**What is asked:** Write out every line of the material below again, adding 140 to each bounding box coordinate in the responses. Leave the pictures out.

========

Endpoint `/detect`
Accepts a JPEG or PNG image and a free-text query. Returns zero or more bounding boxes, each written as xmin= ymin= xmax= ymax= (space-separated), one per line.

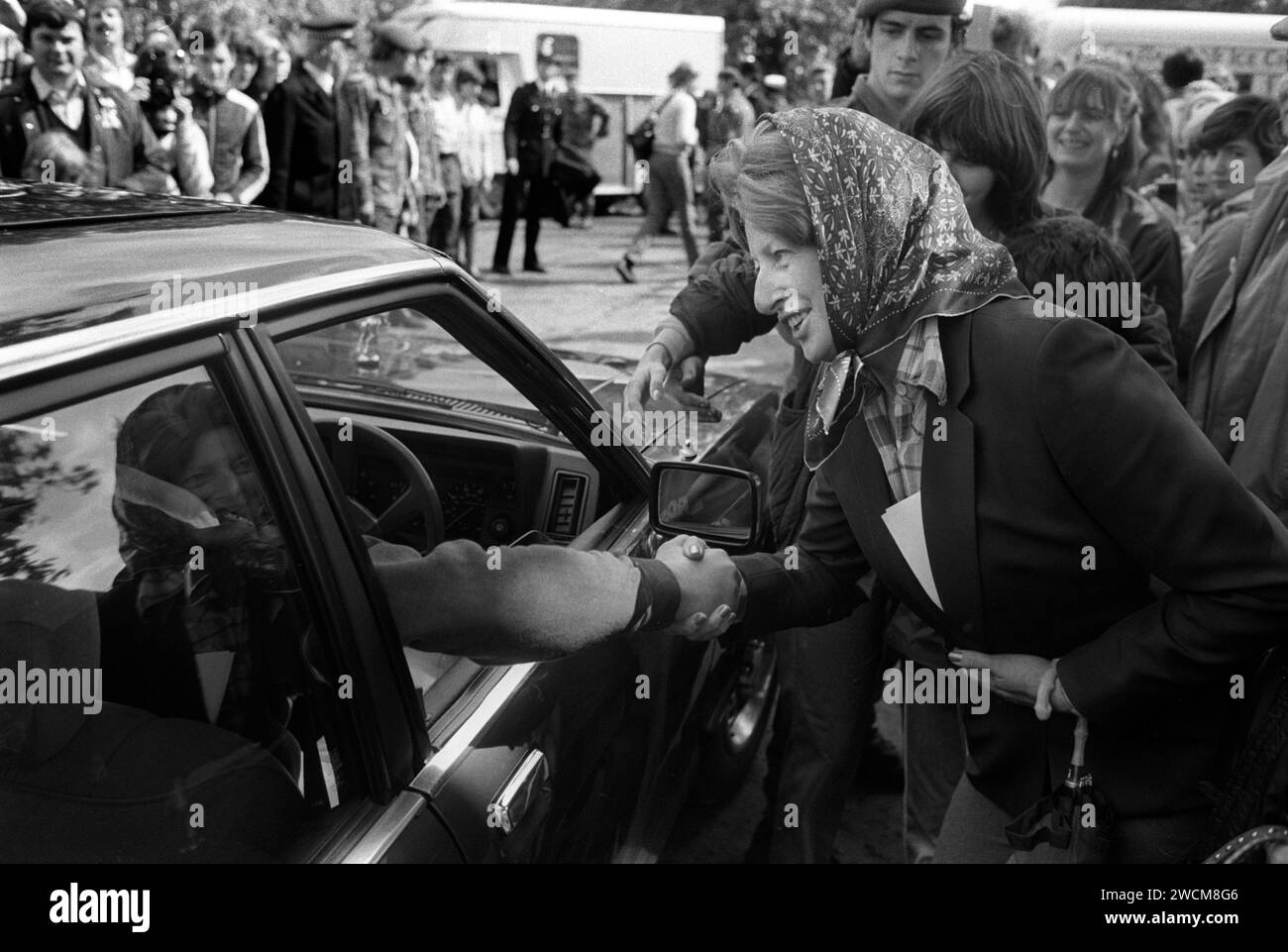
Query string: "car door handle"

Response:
xmin=486 ymin=750 xmax=550 ymax=833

========

**Exercise output:**
Endpoint `/detect`
Accepts a JPEG or PNG image and a free-text query. Returns zero or more bounding boxes, each written as xmin= ymin= xmax= ymax= (space-separated), one per line.

Query string: "car door handle"

Response:
xmin=626 ymin=890 xmax=690 ymax=973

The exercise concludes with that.